Please reproduce the data below word for word, leaving out the pictures.

++++++

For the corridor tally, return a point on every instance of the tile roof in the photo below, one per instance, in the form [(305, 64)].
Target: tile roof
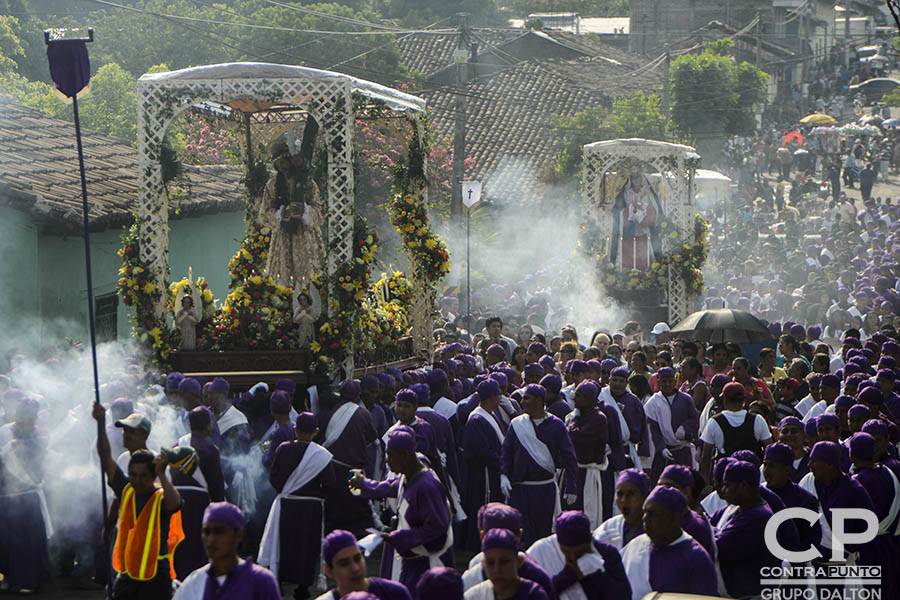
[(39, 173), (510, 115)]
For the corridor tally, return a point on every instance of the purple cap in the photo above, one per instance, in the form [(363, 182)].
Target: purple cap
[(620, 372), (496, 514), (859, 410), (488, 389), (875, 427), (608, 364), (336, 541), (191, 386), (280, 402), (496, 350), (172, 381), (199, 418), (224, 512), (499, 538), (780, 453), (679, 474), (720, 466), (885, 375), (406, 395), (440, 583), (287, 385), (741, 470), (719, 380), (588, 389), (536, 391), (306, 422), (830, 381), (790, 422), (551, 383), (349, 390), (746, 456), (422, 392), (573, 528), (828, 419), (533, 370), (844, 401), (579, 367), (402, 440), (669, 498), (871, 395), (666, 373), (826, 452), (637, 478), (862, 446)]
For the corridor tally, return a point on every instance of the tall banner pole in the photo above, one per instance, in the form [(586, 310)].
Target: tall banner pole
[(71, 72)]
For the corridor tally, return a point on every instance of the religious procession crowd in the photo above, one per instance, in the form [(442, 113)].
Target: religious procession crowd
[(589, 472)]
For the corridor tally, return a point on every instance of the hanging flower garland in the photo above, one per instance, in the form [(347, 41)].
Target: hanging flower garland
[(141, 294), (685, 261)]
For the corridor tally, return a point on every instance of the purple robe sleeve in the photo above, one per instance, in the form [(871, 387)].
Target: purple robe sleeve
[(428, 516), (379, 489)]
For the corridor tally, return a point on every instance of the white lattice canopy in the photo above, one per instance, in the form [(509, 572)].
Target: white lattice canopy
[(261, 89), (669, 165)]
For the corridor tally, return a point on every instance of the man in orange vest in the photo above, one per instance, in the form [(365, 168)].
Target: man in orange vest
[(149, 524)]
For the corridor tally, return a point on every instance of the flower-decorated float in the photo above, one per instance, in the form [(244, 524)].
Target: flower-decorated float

++++++

Correct response ▸
For the corridor tally, return a point on every instance of the tile roof in the photo below, one per instance, in the form [(305, 64)].
Target: tile roof
[(39, 173), (510, 115)]
For the corridor tally, return a point on every instance of the purple cap in the photo above, one per instance, in the form [(363, 182)].
Target: purple cap
[(620, 372), (496, 514), (859, 410), (488, 389), (875, 427), (608, 364), (336, 541), (191, 386), (280, 402), (496, 350), (172, 381), (199, 418), (224, 512), (499, 538), (780, 453), (679, 474), (720, 466), (885, 375), (406, 395), (440, 583), (287, 385), (741, 470), (719, 380), (588, 389), (536, 391), (306, 422), (830, 381), (790, 422), (551, 383), (349, 390), (746, 456), (422, 392), (573, 528), (828, 419), (533, 370), (844, 401), (579, 367), (402, 440), (669, 498), (871, 395), (666, 373), (826, 452), (637, 478), (862, 446)]
For the corridor tally, return a point on every instance of the tall banner pole in the photo above, one per instance, in the form [(586, 310)].
Target: tall banner pole
[(71, 72)]
For the corridor tally, return a point on every instance of the religious procession crowd in the photo above, one per instance, in the form [(442, 113)].
Target: religious procession crowd
[(589, 472)]
For the corridor tally, return a point on every instance of the hanging flower garland in the photo above, one per instance, in the form [(347, 41)].
Target: hanging flower garland
[(141, 294), (685, 261)]
For the corridor tally, return a point on every instance of the purple robe sleeve in the photo above, one per instance, in the form [(871, 387)].
Target: purple robe sleeve
[(428, 516), (379, 489)]
For the corridor tally, return a point on every instance of the white lattice canopy in the photo above, one per instance, in the form [(509, 572)].
Target: white lattice canopy
[(261, 89), (669, 165)]
For the corridor tally, return a point on every instance of the man in orange vest in the photo above, one per instance, in the form [(365, 168)].
Target: man in orange vest
[(149, 524)]
For the corridor tally, return a point on every instance of the flower-decorated float in the photo above, one per instance, in the form [(244, 524)].
Target: flower-decorated float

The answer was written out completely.